5 Şubat 2015 Perşembe

Hrant'ın Arkadaşları (2)

Alman eğitiminin bize faturası, uzun cümleler, uzun yazılar oldu. Cümleleri de, yazıları da kısaltamıyoruz. En azından ben yapamıyorum. Yine uzun bir yazı yazdım. Baktım, olmuyor. Uygun bir yerinden ikiye böldüm. Bütünlükleri bozulmadı gibi. Ama bilin ki, (1) ve (2) sıralı. Üşenmeyip ikisini de okumak isterseniz, önce bir alttaki (1) numaradan başlayın.
  

Ne yapmış, ne yapmamış bu “Hrant’ın Arkadaşları”? (2)


Özel Bir “Arkadaş”: Ali Bayramoğlu


 “Hrant’ın Arkadaşları”ndan olduğu kabul edilen Ali Bayramoğlu, kendisine meçhul bir kaynaktan iletilmiş olan bir cinayet şemasını, Hrant’ın avukatları aracılığıyla Ergenekon Savcılığı’na ulaştırdı. Bu meçhul kaynak ise hâlâ açıklanmadı. Savcılık dehşete düştü, şoka girdi. Bu belgeyi ilk defa görüyorlardı (burada kahkahayla gülünecek). Şemaya göre cinayet münhasıran Ergenekon örgütünün marifetiydi. Zaten bunu organize edebilecek olan kişiler de yakalanmış ve Silivri’ye tıkılmışlardı. Bu menfur cinayette ne Cemaat’in ne de AKP’nin dahli yoktu (isteyen burada da gülebilir). Herbiri birbirinden cin ve cevval “Hrant’ın YAE’ci arkadaşları” bu şemanın ve iddianamenin üzerine atladılar.

Zekeriya Öz ve meslektaşları için ise bu şemalar, bu “arkadaş” destekleri, bu avukat baskıları, elle gelen düğün bayramdı tabii.

Bu dönemde bazı eski (darbeci, postal yalayıcı, Ergenekoncu, Veli Küçük hayranı) arkadaşlar, bu arkadaşlarını cin değil akıllı olmaları konusunda ısrarla uyardılar. Ama onlar illaki Veli Küçük dediler, bir türlü Cemaat (daha doğrusu Cemaat + AKP) demediler.

Burada gerek Ergenekon’u, gerek Balyoz’u, gerek OdaTV davasını ve diğer antin kuntin davaları planlayan, organize eden üst aklı ve ona hizmet eden Cemaat ve AKP’yi bir noktada tebrik etmek gerekiyor. Birisi bana daha önceden gelip de, “biz böyle kapsamlı bir tezgah kuracağız, hepsi de cin gibi bir sürü solcu bunu yiyecek, kullanışlı aptallar haline gelecek” deseydi, katiyen inanmazdım, hele yakın tanıdıklarım için asla kabul edemezdim.

Listelenen kayıtlar:
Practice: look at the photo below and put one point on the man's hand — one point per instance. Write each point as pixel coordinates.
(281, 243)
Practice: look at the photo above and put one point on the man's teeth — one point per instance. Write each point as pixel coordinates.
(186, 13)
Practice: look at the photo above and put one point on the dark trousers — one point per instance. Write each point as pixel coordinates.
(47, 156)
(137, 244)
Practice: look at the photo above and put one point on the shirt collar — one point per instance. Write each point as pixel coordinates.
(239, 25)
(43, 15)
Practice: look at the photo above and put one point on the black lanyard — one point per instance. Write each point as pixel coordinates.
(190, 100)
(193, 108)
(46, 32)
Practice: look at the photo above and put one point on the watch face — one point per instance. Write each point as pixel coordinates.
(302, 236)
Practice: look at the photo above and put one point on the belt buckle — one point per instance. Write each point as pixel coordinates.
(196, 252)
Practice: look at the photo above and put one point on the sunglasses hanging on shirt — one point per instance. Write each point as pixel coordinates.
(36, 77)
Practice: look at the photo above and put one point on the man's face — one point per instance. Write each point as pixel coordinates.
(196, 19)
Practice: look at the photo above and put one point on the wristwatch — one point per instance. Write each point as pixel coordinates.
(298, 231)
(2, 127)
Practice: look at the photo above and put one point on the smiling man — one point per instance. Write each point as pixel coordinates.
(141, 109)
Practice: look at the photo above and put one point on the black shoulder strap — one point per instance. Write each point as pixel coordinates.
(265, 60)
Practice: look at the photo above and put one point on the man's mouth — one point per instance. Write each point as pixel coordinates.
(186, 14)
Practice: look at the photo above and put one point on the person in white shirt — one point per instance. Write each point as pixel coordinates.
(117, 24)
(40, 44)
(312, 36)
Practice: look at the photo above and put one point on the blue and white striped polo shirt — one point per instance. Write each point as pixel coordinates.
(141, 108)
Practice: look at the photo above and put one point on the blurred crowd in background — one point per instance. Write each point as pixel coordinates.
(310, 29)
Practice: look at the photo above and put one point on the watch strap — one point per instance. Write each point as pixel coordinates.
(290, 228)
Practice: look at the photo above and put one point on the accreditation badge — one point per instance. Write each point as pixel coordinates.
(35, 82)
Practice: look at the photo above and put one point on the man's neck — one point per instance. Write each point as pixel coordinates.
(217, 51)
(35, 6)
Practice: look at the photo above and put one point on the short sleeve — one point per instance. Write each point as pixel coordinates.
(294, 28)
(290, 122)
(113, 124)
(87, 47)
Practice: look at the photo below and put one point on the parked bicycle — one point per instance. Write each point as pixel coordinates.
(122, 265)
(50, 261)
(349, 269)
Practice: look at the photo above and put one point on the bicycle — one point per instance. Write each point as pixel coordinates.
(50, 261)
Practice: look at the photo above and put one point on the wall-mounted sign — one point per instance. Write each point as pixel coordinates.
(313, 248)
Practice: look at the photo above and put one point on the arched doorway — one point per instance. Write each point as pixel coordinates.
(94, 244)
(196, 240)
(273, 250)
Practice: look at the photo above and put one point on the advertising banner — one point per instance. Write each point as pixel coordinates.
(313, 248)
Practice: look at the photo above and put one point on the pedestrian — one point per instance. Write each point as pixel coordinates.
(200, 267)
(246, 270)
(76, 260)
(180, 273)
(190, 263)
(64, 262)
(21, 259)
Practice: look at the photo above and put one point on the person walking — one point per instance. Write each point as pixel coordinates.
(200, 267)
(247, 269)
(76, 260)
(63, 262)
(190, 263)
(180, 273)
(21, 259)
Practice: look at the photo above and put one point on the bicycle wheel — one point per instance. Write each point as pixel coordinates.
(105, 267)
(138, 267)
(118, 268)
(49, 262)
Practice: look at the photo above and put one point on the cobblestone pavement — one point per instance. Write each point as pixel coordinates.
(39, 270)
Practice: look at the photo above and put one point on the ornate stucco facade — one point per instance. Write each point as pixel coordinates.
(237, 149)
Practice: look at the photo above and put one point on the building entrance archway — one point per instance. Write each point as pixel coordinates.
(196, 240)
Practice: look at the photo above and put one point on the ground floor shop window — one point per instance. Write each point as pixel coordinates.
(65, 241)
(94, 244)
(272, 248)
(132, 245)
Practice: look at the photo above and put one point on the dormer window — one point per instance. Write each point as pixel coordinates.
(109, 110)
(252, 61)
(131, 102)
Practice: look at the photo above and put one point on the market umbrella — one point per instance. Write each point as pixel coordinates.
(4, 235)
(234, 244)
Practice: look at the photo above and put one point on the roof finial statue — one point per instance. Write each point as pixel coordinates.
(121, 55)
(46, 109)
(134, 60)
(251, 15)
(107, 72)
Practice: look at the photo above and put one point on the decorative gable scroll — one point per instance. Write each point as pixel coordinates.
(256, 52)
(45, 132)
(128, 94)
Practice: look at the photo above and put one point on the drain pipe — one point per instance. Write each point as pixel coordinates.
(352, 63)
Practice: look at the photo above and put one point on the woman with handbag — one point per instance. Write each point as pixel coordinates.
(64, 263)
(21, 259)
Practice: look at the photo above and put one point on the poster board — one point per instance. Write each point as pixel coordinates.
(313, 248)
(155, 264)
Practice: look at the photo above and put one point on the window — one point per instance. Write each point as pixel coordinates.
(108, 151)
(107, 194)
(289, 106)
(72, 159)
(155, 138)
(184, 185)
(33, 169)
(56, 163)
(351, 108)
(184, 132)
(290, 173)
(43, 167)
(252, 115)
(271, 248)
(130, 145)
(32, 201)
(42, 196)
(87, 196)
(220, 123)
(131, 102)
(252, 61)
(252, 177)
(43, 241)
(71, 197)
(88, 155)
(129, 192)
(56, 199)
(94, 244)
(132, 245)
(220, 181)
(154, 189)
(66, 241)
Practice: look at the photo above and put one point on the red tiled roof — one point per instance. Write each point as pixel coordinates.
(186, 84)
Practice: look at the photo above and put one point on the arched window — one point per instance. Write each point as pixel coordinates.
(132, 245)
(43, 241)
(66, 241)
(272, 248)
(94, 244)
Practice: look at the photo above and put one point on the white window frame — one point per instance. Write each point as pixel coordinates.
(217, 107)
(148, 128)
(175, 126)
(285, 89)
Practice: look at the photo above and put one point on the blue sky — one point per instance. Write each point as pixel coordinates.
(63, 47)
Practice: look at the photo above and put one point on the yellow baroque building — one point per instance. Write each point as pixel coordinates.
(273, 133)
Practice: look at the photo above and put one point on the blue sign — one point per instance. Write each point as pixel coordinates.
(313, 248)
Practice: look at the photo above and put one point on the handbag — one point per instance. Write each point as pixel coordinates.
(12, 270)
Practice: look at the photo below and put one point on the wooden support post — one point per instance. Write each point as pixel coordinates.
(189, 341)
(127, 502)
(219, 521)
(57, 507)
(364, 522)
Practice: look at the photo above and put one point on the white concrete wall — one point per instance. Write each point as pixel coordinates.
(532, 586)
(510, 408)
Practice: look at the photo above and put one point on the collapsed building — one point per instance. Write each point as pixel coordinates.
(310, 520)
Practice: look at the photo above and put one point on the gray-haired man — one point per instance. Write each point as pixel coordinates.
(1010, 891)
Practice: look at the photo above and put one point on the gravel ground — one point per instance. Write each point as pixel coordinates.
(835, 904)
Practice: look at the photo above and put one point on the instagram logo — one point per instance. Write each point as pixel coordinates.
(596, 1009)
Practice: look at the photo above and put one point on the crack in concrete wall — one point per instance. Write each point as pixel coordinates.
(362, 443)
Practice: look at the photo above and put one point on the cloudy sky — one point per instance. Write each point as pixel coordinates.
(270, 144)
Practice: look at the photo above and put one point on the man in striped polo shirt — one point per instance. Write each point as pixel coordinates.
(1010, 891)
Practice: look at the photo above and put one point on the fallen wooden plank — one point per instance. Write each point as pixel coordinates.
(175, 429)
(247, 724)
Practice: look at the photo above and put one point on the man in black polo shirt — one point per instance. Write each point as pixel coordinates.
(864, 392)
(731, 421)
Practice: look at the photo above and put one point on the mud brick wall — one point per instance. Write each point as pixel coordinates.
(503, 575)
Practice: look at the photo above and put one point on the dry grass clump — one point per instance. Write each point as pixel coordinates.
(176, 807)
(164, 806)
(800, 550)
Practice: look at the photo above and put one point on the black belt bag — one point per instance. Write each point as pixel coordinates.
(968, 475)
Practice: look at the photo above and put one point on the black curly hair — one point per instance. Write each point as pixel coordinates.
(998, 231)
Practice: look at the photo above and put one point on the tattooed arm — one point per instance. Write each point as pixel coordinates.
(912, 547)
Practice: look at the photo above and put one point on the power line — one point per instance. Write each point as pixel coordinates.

Yapılacak görevler:
A. Belge metninden bir bölümü aynen aktarın: "Hrant'ın Arkadaşları (2)" sözlerinin geçtiği yerden başlayın ve "(1) numaradan başlayın." sözlerinden sonra durun.
B. Belge metnine göre Ali Bayramoğlu, kendisine iletilen cinayet şemasını Ergenekon Savcılığı'na kimin aracılığıyla ulaştırdı?
C. Aşağıdaki ifadelerin her biri belge metniyle uyuşuyor mu? Her biri için evet ya da hayır deyin ve kararı belirleyen sözleri metinden aynen alıntılayın.
(i) Ali Bayramoğlu'na şemayı ileten kaynak açıklanmıştır.
(ii) Şemaya göre cinayet yalnızca Ergenekon örgütünün işiydi.
(iii) Yazar uzun yazısını ikiye böldüğünü söylüyor.

Alıştırma cevapları:
A.
Hrant'ın Arkadaşları (2)

Alman eğitiminin bize faturası, uzun cümleler, uzun yazılar oldu. Cümleleri de, yazıları da kısaltamıyoruz. En azından ben yapamıyorum. Yine uzun bir yazı yazdım. Baktım, olmuyor. Uygun bir yerinden ikiye böldüm. Bütünlükleri bozulmadı gibi. Ama bilin ki, (1) ve (2) sıralı. Üşenmeyip ikisini de okumak isterseniz, önce bir alttaki (1) numaradan başlayın.

B. Hrant'ın avukatları aracılığıyla ulaştırdı.

C.
(i) Hayır: "Bu meçhul kaynak ise hâlâ açıklanmadı."
(ii) Evet: "Şemaya göre cinayet münhasıran Ergenekon örgütünün marifetiydi."
(iii) Evet: "Uygun bir yerinden ikiye böldüm."